ASSIGNED TASK A. Write out the expert-witness passage word for word, starting at the words "At trial, defense" and stopping after the words "regard was asked.".
ASSIGNED TASK B. In the expert-witness passage, why was the issue preserved only for Peyton's testimony about the general effects of a high dose of methamphetamine? Answer in one to three sentences.
ASSIGNED TASK C. What comes next in the expert-witness passage after its final sentence? Give the continuation.

PROVIDED PASSAGE.
============================================================
At trial, defense counsel objected only to Peyton's qualifications as an expert; he did not object on the basis that her testimony was scientifically unreliable under Rule 702 or Kelly. Accordingly, this issue has been preserved only insofar as it challenges Peyton's qualifications as an expert. See Tex. R. App. P. 33.1(a)(1); Shaw v. State, 329 S.W.3d 645, 655 (Tex. App.-Houston [14th Dist.] 2010, pet. ref'd) (noting that "[a] party may challenge expert testimony on at least three specific grounds"-qualification, reliability, and relevance-and "an objection based on one of these requirements does not preserve error as to another"). Moreover, the issue has been preserved only as to Peyton's testimony about the "general [e]ffects" of a "high dose" of methamphetamine on a person, because counsel did not object until a question in that regard was asked.
An expert witness must have a "sufficient background in a particular field," and that background must "go[] to the very matter on which [the witness] is to give an opinion." Vela v. State, 209 S.W.3d 128, 131 (Tex. Crim. App. 2006). "Because the possible spectrum of education, skill, and training is so wide, a trial court has great discretion in determining whether a witness possesses sufficient qualifications to assist the jury as an expert on a specific topic in a particular case." Rodgers v. State, 205 S.W.3d 525, 527- 28 (Tex. Crim. App. 2006). "For this reason, appellate courts rarely disturb the trial court's determination that a specific witness is or is not qualified to testify as an expert." Id. at 528 n.9.
============================================================
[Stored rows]

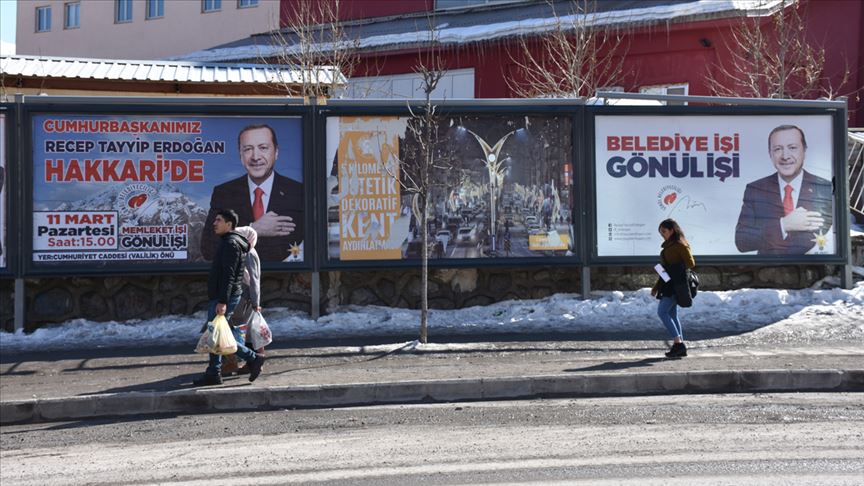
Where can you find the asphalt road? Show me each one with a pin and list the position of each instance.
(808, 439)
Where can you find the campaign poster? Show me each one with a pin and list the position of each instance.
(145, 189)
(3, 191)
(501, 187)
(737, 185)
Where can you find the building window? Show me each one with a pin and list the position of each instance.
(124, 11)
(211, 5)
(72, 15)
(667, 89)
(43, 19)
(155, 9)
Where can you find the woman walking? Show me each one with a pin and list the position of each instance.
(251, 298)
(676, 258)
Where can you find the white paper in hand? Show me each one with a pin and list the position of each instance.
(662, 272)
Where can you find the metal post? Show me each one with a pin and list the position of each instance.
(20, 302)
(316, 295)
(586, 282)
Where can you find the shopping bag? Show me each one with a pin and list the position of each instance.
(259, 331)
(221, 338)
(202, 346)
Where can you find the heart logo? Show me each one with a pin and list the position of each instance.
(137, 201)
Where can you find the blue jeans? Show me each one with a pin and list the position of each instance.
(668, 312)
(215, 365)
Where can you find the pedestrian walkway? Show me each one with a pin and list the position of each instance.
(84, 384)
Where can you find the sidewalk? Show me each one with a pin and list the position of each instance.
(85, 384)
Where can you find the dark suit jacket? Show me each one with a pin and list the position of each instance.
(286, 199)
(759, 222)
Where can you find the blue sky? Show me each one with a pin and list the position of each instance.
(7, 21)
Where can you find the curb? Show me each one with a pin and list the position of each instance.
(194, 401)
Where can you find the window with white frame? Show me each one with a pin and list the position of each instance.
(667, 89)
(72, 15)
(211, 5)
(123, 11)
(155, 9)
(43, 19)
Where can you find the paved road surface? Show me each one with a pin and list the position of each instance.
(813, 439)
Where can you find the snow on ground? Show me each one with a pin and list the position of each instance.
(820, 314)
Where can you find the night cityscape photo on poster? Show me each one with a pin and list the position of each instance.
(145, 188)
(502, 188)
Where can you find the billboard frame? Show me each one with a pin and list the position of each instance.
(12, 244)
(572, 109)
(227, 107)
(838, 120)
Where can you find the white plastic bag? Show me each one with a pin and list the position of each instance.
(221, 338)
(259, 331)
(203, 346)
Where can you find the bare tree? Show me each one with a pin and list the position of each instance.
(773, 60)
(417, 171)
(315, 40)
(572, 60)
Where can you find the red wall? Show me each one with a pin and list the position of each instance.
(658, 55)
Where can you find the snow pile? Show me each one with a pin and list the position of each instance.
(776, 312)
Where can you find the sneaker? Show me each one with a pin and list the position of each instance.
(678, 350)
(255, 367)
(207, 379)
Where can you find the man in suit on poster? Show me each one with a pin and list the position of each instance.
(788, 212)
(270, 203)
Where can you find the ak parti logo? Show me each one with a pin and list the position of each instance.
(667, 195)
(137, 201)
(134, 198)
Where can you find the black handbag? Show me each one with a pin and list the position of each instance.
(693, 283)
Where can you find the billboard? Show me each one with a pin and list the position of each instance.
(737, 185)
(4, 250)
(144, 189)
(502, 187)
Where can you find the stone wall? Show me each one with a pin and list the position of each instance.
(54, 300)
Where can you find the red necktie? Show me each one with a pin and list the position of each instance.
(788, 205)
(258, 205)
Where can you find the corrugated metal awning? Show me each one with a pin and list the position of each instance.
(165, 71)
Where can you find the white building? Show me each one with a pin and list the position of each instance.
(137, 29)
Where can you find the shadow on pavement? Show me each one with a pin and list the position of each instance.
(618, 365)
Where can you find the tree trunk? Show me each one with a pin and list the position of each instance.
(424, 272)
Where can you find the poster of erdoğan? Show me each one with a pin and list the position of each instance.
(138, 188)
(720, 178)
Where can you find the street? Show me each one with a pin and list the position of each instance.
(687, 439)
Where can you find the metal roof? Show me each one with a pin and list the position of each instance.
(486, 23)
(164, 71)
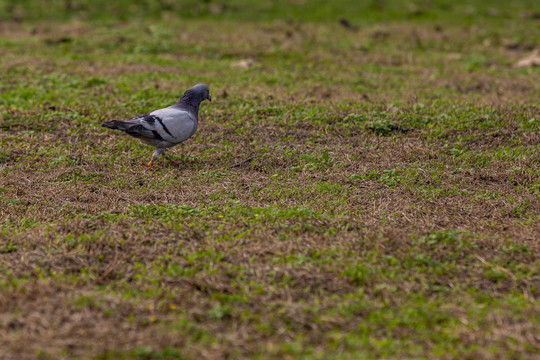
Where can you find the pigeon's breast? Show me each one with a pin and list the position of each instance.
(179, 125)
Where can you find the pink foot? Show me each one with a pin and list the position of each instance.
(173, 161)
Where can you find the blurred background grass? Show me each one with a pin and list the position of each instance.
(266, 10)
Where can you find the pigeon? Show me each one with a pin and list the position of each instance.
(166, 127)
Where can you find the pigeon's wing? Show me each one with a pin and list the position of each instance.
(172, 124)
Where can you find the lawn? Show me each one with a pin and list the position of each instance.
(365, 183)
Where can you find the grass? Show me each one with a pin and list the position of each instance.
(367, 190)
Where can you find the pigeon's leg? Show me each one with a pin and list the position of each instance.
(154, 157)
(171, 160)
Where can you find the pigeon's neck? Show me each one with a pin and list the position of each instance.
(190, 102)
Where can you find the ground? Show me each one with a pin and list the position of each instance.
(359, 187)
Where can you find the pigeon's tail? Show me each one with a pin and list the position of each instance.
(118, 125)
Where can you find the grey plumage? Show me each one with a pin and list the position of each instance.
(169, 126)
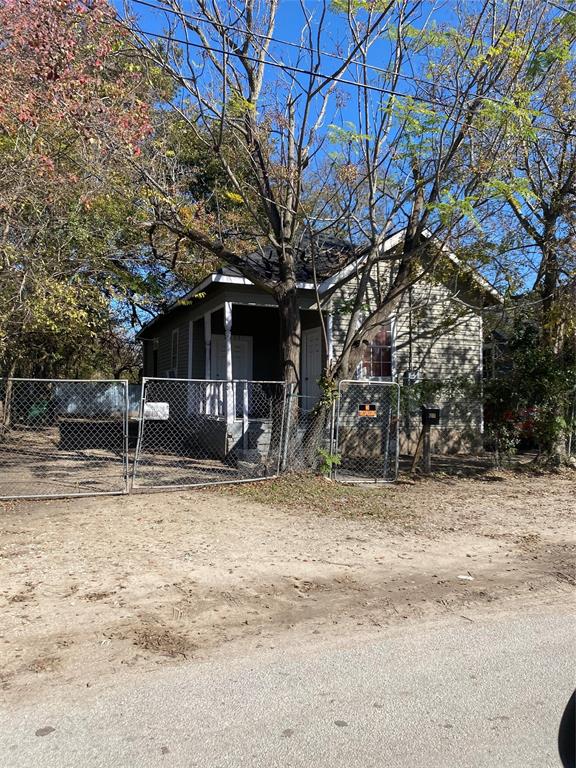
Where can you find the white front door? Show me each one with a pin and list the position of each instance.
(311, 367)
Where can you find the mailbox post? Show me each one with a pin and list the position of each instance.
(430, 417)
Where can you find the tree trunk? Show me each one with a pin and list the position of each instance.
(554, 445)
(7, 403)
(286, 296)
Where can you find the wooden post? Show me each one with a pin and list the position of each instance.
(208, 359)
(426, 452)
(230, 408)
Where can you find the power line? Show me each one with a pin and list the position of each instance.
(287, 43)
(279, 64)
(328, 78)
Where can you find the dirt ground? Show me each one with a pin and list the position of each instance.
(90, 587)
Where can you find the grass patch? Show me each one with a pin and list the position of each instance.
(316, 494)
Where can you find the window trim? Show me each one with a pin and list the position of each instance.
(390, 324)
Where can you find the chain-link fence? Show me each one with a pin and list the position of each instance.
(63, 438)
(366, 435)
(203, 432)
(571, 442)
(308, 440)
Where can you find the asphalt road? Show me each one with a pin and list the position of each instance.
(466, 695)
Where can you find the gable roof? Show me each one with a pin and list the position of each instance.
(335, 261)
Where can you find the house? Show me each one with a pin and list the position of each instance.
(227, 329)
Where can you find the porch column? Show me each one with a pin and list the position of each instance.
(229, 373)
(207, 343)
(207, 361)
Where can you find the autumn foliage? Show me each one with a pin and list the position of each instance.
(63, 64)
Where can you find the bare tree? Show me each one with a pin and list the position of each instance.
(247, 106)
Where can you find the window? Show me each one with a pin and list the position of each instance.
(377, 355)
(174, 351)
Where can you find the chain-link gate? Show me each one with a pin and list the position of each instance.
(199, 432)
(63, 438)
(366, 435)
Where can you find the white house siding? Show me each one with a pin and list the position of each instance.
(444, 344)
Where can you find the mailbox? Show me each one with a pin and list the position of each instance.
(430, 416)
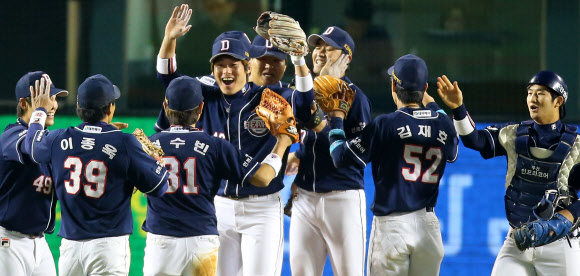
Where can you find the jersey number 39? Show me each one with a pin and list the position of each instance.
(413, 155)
============================================================
EXERCISE ANSWER A.
At trial, defense counsel objected only to Peyton's qualifications as an expert; he did not object on the basis that her testimony was scientifically unreliable under Rule 702 or Kelly. Accordingly, this issue has been preserved only insofar as it challenges Peyton's qualifications as an expert. See Tex. R. App. P. 33.1(a)(1); Shaw v. State, 329 S.W.3d 645, 655 (Tex. App.-Houston [14th Dist.] 2010, pet. ref'd) (noting that "[a] party may challenge expert testimony on at least three specific grounds"-qualification, reliability, and relevance-and "an objection based on one of these requirements does not preserve error as to another"). Moreover, the issue has been preserved only as to Peyton's testimony about the "general [e]ffects" of a "high dose" of methamphetamine on a person, because counsel did not object until a question in that regard was asked.

EXERCISE ANSWER B. Defense counsel did not object until a question was asked about the general effects of a high dose of methamphetamine on a person.

EXERCISE ANSWER C.
Prior to her substantive testimony, Peyton explained that she has eighteen years of experience as a forensic toxicologist and has previously testified in court on approximately 180 occasions. She has a degree in biochemistry and a master's degree in forensic science with a specialty in toxicology. She stated that she attended a week-long course covering "all aspects of alcohol" and "every category of drug" from "pharmacology to metabolism to effects." In order to attain her current rank as a "Level V" forensic scientist, she had to undergo "grueling" testing regarding, among other things, "evidence, seized drugs, [and] DNA." Peyton also said she did "very intensive" online training during the pandemic.
On this record, we cannot conclude that the trial court abused its "great discretion" in determining that Peyton was qualified to opine about the "general [e]ffects" of a "high dose" of methamphetamine on a person. Macdonald's fourth issue is overruled. See Tex. R. Evid. 702; Rodgers, 205 S.W.3d at 527-28.
III. Conclusion
We affirm the trial court's judgment.